## Exercise aim
Repeat the material below. Keep every line exactly as written.

********************

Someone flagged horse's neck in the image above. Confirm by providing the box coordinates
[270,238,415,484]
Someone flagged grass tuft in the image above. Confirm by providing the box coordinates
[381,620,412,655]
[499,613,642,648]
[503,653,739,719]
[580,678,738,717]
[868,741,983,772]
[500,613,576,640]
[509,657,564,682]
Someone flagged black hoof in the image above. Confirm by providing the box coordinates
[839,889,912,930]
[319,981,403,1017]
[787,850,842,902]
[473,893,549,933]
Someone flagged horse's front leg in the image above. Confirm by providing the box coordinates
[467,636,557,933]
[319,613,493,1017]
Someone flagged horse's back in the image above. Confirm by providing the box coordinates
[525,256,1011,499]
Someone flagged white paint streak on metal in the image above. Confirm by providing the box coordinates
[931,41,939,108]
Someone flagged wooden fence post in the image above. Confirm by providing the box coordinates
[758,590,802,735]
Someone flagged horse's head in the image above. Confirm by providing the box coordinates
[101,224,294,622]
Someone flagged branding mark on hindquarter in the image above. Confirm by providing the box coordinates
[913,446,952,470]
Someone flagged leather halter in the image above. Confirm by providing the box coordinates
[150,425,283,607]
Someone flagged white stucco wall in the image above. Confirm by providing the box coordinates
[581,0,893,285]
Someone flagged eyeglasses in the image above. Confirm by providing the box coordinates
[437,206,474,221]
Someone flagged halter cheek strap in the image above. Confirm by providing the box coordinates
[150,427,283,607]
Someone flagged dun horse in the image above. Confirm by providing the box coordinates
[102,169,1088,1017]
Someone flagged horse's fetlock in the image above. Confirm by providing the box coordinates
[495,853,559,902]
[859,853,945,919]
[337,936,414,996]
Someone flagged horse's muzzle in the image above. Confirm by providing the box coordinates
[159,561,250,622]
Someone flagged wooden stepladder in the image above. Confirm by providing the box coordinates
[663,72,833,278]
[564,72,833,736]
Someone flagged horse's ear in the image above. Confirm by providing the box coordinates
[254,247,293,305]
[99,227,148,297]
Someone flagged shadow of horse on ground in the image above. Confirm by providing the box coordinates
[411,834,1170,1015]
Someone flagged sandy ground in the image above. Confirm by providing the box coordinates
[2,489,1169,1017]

********************

## Task response
Someone flagged horse's neck in the image above. Confirm by providing the box coordinates
[270,238,415,484]
Someone flagged grass tuft in the image above. Confirm by providing the box coordinates
[381,620,412,655]
[499,613,642,648]
[503,653,739,719]
[580,678,738,717]
[868,741,983,772]
[500,613,576,640]
[509,657,564,682]
Someone flagged black hoof in the image above. Confirm by providing the box coordinates
[839,889,912,930]
[319,981,403,1017]
[787,850,842,902]
[473,893,549,933]
Someone flagged horse's front leg in the image above. Confirm by providing the box coordinates
[467,636,557,933]
[319,613,493,1017]
Someone flagged horse's back in the image above. Confirm by providing the box coordinates
[525,256,1011,499]
Someone flagged white paint streak on metal in the image above. Confirm by providing the box coordinates
[931,41,939,108]
Someone flagged wooden fence post in the image above. Confirm by providing the box coordinates
[758,590,802,735]
Someone flagged horse's head in the image above. Confirm by providing the box coordinates
[101,224,294,622]
Someone flagged branding mark on hindquarter in the image above. Confirm by providing the box coordinates
[913,446,952,470]
Someone flagged leather halter in the image above. Confirm by providing the box coordinates
[150,425,283,607]
Someone flagged white stucco wall in the image above. Confirm by providing the box coordinates
[581,0,893,285]
Someone flagged eyeglasses in the image above. Confirm by providing the box coordinates
[437,206,474,221]
Someone flagged halter cheek strap in the image above. Confirm by providing the box coordinates
[150,427,283,607]
Someone flagged dun horse in the image above. Confirm by providing the box coordinates
[102,169,1088,1017]
Someone flagged horse's fetlock in the image above. Confirm by providing the box coordinates
[495,853,559,902]
[859,853,945,919]
[337,936,414,996]
Someone flagged horse's muzzle in the image above. Confirm by providing the box coordinates
[159,561,250,622]
Someone flagged wooden stepladder in the image above. Confirm by providing the box coordinates
[663,72,833,278]
[564,72,833,736]
Someone flagged horse's ear in the image above. Confirm by providing the box coordinates
[254,247,293,305]
[99,227,148,297]
Someone flagged shadow of horse on ground in the image above. Confirm by providing the box coordinates
[411,834,1170,1015]
Someone flagged sandy ground in the image above. Confirm by providing the box coordinates
[2,489,1169,1017]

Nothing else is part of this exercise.